# What you have to do
Write the next part of the news piece about the New Yorker profile of Sam Altman, starting right after its last sentence.

# Passage shown
↓↓↓
- A New Yorker profile drawn from more than 100 interviews quotes Sam Altman saying his “vibes don’t really fit with a lot of this traditional A.I.-safety stuff,” offering the most direct explanation yet for the departure of safety researchers from OpenAI.
- Altman told employees who raised concerns about OpenAI’s Pentagon contracts that geopolitical judgments about military strikes fall outside the scope of internal input.
- A former OpenAI board member described Altman as “indifferent to the consequences of potential deceptions”; Altman attributed his shifting positions to the pace of change in the field.
- Anthropic, now a direct OpenAI competitor, was founded in 2021 by former OpenAI safety researchers who departed over concerns about the company’s safety culture.
What Happened
The New Yorker published an extended profile of OpenAI CEO Sam Altman in April 2026, based on more than 100 interviews and access to internal company documents. Reporting on the profile by The Decoder highlights Altman’s explanation for the persistent departure of safety researchers from OpenAI: “My vibes don’t really fit with a lot of this traditional A.I.-safety stuff.” The quote represents Altman’s most candid public accounting of the cultural divergence that has driven researchers out of the company for years.
↑↑↑
# The data
↓↓↓
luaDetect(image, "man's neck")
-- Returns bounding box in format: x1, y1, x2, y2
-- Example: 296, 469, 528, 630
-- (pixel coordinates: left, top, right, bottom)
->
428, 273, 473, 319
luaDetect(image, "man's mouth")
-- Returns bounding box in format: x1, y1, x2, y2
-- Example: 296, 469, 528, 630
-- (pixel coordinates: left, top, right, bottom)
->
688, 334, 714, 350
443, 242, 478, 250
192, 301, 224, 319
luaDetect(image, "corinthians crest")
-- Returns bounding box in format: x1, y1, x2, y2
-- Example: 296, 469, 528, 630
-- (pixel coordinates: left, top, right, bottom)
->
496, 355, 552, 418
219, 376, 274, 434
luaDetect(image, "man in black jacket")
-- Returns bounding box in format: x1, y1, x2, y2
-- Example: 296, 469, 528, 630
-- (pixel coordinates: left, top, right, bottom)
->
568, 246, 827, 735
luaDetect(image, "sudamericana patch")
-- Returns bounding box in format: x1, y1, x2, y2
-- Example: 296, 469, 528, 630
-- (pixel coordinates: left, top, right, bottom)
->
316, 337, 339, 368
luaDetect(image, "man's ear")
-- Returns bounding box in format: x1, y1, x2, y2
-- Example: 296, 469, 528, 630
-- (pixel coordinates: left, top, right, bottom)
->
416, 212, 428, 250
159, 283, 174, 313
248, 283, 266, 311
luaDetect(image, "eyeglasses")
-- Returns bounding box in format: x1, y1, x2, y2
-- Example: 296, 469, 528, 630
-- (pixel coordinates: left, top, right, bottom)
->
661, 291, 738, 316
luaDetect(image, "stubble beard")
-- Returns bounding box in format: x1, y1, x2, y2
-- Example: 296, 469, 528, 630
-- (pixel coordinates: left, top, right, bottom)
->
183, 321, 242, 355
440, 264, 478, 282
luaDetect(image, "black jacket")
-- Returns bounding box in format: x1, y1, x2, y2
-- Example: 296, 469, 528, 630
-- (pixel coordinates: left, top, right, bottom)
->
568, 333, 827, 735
↑↑↑
# Task result
Why It Matters
The attrition of safety-focused talent from OpenAI is not new, but it has been well-documented. In 2021, Dario Amodei and Daniela Amodei — along with several other OpenAI researchers — left to found Anthropic, a company whose stated mission centers on AI safety. In 2024, OpenAI’s Superalignment team, created to address risks from advanced AI systems, was disbanded following the resignation of co-lead Jan Leike, who stated publicly that safety culture at OpenAI had deteriorated. The New Yorker profile places Altman’s perspective at the center of that record.
Altman acknowledged in the profile that the same cultural mismatch he describes contributed directly to the creation of Anthropic. That company has since received substantial investment and produced the Claude model family, positioning it as a credible rival in both the enterprise and consumer AI markets.
Technical Details
The profile documents a specific, concrete pattern of shifting positions. In 2019, Altman publicly argued against releasing the GPT-2 language model in full, characterizing the system as too risky for unrestricted distribution. Within a few years, OpenAI was releasing models it described as significantly more capable — including GPT-3.5 and GPT-4 — at no cost through its consumer interface, ChatGPT. Altman addressed this inconsistency directly in the profile: “I think what some people want is a leader who is going to be absolutely sure of what they think and stick with it, and it’s not going to change. And we are in a field, in an area, where things change extremely quickly.”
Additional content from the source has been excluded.